> Textabschnitt:
Der 21-Jährige kommt aus der Stadt Malayer, der zweitgrößten Stadt der Provinz Hamadan in Westiran. Diese ist Hengaw zufolge seit dem Morgen der Hinrichtung Zohrevands stark militarisiert. Die Familie des Protestierenden wurde unter Druck gesetzt – nach Angaben von Hengaw durften sie nur den Leichnam erhalten, wenn die Beerdigung außerhalb der Stadt stattfinden würde. Später wurde bekannt, dass die Beerdigung an diesem Freitag in den frühen Morgenstunden unter Anwesenheit von nur 20 Familienmitgliedern und zahlreichen Sicherheitskräften im Bagh-Behesht-Friedhof in Hamadan stattfand.

> Geforderte Aufgabe 1: Zähle, in wie vielen Zeilen der Datensätze das Wort „foreground“ vorkommt, und nenne nur die Zahl.
Die Datensätze stehen in keinem Zusammenhang mit dem Textabschnitt.

> Arbeitsdaten:
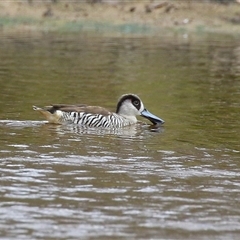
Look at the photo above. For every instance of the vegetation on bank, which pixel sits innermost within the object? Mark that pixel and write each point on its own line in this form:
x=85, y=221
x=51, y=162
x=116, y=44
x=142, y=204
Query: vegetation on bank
x=124, y=16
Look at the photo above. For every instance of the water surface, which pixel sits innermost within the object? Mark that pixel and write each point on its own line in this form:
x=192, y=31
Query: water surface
x=69, y=182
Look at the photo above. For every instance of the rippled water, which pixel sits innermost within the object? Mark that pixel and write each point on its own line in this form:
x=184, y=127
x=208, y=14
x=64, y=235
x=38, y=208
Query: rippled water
x=68, y=182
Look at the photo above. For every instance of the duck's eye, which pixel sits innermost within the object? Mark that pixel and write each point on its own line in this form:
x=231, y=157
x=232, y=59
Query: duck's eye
x=136, y=103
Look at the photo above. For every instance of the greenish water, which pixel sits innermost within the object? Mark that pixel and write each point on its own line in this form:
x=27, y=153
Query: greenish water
x=68, y=182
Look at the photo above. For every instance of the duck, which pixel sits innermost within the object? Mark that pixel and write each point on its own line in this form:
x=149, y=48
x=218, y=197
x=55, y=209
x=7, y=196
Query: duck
x=129, y=106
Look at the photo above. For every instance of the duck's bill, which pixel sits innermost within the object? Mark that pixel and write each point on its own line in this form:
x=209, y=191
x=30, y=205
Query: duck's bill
x=154, y=119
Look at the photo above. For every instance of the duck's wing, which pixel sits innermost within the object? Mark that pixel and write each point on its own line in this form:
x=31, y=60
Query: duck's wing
x=55, y=112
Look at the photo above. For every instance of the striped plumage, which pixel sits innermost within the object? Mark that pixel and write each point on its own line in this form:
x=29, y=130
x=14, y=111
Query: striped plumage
x=128, y=107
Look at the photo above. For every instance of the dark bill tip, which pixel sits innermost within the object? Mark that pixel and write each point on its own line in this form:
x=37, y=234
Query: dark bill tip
x=154, y=119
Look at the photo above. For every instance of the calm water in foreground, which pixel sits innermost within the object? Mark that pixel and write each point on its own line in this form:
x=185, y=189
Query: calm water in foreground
x=67, y=182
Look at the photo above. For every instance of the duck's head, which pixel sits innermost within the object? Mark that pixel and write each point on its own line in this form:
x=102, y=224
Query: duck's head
x=130, y=106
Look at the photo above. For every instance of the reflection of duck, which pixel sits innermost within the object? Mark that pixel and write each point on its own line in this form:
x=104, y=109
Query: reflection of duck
x=128, y=107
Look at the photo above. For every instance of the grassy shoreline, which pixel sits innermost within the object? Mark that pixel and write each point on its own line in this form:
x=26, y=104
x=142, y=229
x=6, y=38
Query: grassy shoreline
x=122, y=18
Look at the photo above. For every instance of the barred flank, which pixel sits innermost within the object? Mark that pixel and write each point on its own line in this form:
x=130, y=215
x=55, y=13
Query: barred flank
x=95, y=120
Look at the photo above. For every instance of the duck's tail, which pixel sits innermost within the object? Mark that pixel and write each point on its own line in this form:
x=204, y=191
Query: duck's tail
x=51, y=117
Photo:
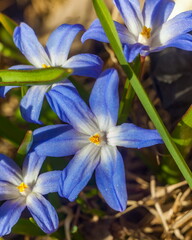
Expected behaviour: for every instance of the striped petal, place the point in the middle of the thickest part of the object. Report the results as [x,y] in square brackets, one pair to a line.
[47,182]
[32,102]
[130,136]
[9,170]
[78,172]
[10,212]
[31,167]
[57,141]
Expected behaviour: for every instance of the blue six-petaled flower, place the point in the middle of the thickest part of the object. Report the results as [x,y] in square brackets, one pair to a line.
[54,54]
[24,188]
[147,30]
[92,135]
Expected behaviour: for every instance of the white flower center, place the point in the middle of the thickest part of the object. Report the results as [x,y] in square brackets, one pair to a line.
[144,36]
[45,66]
[98,139]
[24,189]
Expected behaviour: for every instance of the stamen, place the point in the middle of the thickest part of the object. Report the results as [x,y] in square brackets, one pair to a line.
[146,32]
[22,187]
[95,139]
[45,66]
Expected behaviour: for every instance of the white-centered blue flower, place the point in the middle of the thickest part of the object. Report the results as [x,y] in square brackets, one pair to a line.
[147,30]
[92,135]
[24,188]
[54,54]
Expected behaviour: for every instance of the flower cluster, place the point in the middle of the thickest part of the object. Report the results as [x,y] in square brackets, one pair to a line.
[90,133]
[147,30]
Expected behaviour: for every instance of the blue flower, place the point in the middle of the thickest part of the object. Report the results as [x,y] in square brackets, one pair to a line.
[147,30]
[54,54]
[24,188]
[92,135]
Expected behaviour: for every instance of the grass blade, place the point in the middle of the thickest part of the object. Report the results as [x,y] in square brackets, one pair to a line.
[108,25]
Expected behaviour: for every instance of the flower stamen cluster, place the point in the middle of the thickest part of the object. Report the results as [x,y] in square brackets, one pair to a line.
[22,187]
[146,32]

> Geforderte Aufgabe 2: Schreibe aus dem Textabschnitt wortgetreu den Teil ab, der mit „Der 21-Jährige kommt“ beginnt und bis einschließlich „in Hamadan stattfand.“ reicht.

> Antwort zur Aufgabe 1: 2

> Antwort zur Aufgabe 2:
Der 21-Jährige kommt aus der Stadt Malayer, der zweitgrößten Stadt der Provinz Hamadan in Westiran. Diese ist Hengaw zufolge seit dem Morgen der Hinrichtung Zohrevands stark militarisiert. Die Familie des Protestierenden wurde unter Druck gesetzt – nach Angaben von Hengaw durften sie nur den Leichnam erhalten, wenn die Beerdigung außerhalb der Stadt stattfinden würde. Später wurde bekannt, dass die Beerdigung an diesem Freitag in den frühen Morgenstunden unter Anwesenheit von nur 20 Familienmitgliedern und zahlreichen Sicherheitskräften im Bagh-Behesht-Friedhof in Hamadan stattfand.